> **DIRECTIONS FOR THIS TASK**
Entries follow. Return each line that contains the word "seen".

> **EXTRACTED RECORDS**
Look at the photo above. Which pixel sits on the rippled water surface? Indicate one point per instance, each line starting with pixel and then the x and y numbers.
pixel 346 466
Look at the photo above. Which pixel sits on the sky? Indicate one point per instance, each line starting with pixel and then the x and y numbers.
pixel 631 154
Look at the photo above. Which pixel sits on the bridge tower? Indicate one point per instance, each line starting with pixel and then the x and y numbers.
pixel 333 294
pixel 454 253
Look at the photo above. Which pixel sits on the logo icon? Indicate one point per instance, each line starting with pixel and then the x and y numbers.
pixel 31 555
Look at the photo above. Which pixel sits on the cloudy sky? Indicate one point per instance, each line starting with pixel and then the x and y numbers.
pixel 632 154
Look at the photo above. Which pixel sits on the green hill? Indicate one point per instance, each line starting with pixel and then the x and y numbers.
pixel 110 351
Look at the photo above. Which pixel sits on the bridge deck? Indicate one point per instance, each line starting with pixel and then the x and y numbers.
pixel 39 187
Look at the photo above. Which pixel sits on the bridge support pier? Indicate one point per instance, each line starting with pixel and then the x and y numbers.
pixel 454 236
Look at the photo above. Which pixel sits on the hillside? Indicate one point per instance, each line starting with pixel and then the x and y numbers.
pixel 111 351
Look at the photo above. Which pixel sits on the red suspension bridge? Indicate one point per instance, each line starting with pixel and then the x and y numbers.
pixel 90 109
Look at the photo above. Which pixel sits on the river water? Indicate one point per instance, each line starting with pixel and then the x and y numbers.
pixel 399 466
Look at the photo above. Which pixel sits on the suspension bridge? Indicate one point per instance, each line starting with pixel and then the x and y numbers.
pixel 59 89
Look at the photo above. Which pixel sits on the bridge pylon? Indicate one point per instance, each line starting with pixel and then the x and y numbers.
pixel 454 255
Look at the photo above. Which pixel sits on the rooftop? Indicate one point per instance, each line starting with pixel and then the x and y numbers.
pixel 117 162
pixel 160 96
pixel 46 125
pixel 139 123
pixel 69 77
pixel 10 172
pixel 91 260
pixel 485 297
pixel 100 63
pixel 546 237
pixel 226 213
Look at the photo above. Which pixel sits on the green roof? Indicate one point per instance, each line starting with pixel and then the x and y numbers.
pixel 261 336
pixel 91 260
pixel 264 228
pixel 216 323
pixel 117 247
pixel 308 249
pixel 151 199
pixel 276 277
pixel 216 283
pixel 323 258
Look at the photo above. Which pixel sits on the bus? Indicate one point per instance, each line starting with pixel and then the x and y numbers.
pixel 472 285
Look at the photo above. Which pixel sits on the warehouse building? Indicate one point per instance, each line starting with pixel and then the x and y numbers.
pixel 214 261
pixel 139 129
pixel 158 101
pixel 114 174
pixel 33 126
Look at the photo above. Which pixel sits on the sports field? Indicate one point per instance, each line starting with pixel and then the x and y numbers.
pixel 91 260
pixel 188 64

--

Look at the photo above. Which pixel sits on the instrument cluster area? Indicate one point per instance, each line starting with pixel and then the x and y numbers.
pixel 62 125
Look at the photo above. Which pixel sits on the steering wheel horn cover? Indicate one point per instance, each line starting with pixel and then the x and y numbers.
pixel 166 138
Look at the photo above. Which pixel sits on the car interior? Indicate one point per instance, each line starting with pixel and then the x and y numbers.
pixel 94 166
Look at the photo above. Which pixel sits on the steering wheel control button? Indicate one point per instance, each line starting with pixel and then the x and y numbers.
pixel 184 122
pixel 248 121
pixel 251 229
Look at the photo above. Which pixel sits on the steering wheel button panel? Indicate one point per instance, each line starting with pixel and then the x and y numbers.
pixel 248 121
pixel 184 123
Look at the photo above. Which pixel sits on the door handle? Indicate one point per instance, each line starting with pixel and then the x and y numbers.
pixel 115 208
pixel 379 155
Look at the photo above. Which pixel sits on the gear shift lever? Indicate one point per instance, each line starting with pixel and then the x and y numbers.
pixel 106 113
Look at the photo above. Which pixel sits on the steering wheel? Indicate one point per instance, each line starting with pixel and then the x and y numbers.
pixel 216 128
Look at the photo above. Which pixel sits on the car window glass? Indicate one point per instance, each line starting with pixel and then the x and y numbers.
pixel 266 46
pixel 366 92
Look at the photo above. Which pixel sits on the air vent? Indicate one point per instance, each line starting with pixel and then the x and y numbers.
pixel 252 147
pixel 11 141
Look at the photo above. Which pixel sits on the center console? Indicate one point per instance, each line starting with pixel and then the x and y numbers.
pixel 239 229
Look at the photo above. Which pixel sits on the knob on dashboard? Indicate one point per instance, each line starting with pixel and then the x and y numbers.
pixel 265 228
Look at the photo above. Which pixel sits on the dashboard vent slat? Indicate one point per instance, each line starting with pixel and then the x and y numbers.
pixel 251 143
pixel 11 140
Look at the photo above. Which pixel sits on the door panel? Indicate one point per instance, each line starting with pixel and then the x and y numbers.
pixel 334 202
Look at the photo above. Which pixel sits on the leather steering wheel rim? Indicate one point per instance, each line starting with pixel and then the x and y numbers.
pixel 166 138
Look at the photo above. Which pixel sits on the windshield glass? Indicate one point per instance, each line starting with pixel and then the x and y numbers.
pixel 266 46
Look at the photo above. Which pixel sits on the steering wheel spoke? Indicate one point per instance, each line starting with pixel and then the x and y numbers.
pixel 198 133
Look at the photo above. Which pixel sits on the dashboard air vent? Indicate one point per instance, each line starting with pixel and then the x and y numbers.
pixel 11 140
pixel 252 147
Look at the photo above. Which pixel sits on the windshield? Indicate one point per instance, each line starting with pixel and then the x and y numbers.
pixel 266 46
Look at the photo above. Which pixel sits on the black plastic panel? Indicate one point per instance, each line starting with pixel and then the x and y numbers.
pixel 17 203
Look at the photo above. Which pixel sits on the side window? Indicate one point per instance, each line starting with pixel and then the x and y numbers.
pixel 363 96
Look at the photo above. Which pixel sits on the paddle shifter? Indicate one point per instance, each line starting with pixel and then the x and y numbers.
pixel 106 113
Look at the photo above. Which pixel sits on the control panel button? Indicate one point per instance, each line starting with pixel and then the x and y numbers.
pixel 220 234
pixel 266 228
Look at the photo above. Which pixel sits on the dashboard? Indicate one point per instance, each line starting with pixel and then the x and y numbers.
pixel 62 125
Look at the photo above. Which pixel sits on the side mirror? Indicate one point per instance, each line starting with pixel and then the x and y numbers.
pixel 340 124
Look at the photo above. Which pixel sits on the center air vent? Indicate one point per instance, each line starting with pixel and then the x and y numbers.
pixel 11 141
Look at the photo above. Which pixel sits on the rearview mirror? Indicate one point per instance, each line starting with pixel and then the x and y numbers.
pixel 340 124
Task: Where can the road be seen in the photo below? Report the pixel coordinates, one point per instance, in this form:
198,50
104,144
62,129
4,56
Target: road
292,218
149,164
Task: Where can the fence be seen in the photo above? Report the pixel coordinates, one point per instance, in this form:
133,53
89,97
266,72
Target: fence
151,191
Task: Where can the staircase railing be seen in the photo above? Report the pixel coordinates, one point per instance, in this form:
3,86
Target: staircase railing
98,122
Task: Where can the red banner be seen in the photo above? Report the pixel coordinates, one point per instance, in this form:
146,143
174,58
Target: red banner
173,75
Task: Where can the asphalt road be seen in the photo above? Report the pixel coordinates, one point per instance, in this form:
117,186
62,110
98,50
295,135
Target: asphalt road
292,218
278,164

> **RESULT BELOW**
Task: Where can the road be seen in the photo below? Report the pixel coordinates, one point per instance, in this form:
Task: Where can the fence be seen in the photo above? Report the pixel coordinates, one point per instance, in this form:
Task: Where can the staircase railing be seen in the photo above? Report the pixel coordinates, one point per instance, in this form:
Task: Where can the red banner be seen in the photo above? Report the pixel coordinates, one point per instance, in this form:
Task: Where can the asphalt road be seen in the photo above? Report the pixel coordinates, one point per instance, in this form:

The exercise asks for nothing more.